● **ABOUT THIS EXERCISE**
Only the closing part of the listing is wanted: reproduce exactly the line containing "the ice ceiling" and all lines below it.

● **PROVIDED ENTRIES**
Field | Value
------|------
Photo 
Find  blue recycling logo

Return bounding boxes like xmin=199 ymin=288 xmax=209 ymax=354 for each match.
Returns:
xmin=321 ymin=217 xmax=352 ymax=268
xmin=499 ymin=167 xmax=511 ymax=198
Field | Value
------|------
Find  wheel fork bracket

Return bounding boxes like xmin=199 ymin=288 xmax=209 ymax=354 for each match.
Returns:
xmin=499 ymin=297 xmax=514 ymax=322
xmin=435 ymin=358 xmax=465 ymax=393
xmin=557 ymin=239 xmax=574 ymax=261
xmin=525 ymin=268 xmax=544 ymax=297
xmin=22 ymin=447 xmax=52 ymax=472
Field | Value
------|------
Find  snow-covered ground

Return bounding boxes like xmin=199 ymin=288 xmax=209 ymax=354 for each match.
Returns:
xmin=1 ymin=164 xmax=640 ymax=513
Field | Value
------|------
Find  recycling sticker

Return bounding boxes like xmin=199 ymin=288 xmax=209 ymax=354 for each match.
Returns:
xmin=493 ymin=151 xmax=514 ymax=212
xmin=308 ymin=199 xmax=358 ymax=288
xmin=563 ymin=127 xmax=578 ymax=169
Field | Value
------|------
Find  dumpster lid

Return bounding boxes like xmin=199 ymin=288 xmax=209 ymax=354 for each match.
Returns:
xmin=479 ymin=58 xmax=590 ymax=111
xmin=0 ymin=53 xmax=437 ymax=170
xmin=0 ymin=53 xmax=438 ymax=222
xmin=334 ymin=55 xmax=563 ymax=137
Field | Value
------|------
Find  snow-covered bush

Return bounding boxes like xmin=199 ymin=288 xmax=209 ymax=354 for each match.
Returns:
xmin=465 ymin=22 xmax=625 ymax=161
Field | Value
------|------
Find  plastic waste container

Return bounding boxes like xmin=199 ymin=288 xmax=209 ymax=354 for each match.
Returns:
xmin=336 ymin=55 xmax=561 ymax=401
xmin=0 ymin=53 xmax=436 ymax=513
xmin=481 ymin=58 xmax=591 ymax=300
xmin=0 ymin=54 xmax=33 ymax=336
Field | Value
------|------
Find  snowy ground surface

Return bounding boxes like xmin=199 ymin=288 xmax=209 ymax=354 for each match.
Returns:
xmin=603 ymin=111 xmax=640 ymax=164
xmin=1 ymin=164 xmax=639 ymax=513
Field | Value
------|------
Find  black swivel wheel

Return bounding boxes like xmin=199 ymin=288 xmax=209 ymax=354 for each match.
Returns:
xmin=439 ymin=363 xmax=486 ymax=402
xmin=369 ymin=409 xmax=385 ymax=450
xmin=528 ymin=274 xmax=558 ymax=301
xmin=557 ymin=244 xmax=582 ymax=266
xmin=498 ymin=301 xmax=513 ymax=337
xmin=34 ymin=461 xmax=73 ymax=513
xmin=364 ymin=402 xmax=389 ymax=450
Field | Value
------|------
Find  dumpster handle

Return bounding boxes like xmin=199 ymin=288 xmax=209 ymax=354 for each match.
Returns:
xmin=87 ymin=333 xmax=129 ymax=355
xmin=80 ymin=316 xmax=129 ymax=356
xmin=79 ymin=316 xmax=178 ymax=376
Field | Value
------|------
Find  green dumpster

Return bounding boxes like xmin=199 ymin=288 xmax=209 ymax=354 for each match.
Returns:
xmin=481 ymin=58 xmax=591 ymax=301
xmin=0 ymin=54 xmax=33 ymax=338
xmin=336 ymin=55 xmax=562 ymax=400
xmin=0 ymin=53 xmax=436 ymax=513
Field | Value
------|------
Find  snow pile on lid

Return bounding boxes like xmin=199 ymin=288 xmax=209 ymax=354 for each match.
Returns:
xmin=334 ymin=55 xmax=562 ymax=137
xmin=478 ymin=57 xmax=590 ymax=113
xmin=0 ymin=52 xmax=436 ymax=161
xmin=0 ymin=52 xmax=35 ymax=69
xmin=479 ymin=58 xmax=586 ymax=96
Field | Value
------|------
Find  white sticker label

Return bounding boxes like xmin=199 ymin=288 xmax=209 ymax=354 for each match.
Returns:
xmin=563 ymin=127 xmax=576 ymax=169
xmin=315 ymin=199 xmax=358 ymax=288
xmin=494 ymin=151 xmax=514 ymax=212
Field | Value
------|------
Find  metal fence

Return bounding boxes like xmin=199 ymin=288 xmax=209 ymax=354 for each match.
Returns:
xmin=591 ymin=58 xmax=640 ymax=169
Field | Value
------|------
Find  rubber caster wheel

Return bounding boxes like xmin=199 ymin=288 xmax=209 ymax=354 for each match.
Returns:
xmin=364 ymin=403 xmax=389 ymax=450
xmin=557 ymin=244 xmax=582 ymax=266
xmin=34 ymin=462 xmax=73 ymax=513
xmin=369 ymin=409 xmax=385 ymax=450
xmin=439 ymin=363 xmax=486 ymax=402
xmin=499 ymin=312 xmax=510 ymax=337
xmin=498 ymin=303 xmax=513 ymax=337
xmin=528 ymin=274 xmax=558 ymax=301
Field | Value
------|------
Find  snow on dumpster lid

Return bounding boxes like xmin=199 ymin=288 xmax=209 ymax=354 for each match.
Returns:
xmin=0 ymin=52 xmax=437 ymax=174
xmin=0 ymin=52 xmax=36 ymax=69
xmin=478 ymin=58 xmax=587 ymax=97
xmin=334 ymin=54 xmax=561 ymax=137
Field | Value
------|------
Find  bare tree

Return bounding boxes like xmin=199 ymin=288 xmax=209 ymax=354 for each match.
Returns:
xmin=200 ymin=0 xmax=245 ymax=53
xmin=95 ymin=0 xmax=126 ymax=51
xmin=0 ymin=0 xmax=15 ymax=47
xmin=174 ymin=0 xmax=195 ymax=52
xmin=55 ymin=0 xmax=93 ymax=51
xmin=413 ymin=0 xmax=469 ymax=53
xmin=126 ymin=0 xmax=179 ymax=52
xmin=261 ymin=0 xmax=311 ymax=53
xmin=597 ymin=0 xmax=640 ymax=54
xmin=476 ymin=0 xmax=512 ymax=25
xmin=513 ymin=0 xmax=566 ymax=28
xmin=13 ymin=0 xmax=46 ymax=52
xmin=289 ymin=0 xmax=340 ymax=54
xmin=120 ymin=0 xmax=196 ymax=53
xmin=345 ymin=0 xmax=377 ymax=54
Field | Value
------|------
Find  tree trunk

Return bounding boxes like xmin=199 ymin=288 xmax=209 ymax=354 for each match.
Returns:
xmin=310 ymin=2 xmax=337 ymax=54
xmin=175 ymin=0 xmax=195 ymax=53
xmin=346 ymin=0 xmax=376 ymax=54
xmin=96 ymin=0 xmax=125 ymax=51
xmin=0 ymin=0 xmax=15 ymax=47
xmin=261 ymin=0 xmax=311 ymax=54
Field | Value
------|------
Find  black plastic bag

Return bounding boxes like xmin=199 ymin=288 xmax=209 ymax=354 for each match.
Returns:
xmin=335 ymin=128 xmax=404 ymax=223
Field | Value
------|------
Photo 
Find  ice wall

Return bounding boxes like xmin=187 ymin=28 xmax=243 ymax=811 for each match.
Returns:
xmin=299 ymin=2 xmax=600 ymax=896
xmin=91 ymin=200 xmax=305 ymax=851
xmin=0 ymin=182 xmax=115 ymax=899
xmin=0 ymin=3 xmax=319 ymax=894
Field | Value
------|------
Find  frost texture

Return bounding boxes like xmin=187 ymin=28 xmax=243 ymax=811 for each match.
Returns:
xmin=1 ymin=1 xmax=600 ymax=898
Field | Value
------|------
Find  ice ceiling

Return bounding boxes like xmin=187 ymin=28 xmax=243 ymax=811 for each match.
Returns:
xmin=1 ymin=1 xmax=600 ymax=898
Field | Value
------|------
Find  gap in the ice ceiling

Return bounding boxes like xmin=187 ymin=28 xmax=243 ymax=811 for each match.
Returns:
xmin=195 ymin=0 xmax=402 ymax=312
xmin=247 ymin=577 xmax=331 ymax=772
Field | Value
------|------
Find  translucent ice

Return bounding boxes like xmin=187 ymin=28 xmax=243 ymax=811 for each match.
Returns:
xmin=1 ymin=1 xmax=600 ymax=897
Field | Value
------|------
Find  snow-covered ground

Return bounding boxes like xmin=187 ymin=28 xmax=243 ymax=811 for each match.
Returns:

● **TASK RESPONSE**
Find  gap in the ice ceiling

Return bounding boxes like xmin=187 ymin=28 xmax=243 ymax=811 for each match.
Returns:
xmin=195 ymin=0 xmax=402 ymax=312
xmin=247 ymin=577 xmax=331 ymax=772
Field | Value
------|------
Find  translucent ice

Return bounding boxes like xmin=187 ymin=28 xmax=243 ymax=811 for each match.
Returns:
xmin=1 ymin=1 xmax=600 ymax=897
Field | Value
------|------
Find  snow-covered ground

Return bounding boxes like xmin=187 ymin=28 xmax=243 ymax=811 for each match.
Returns:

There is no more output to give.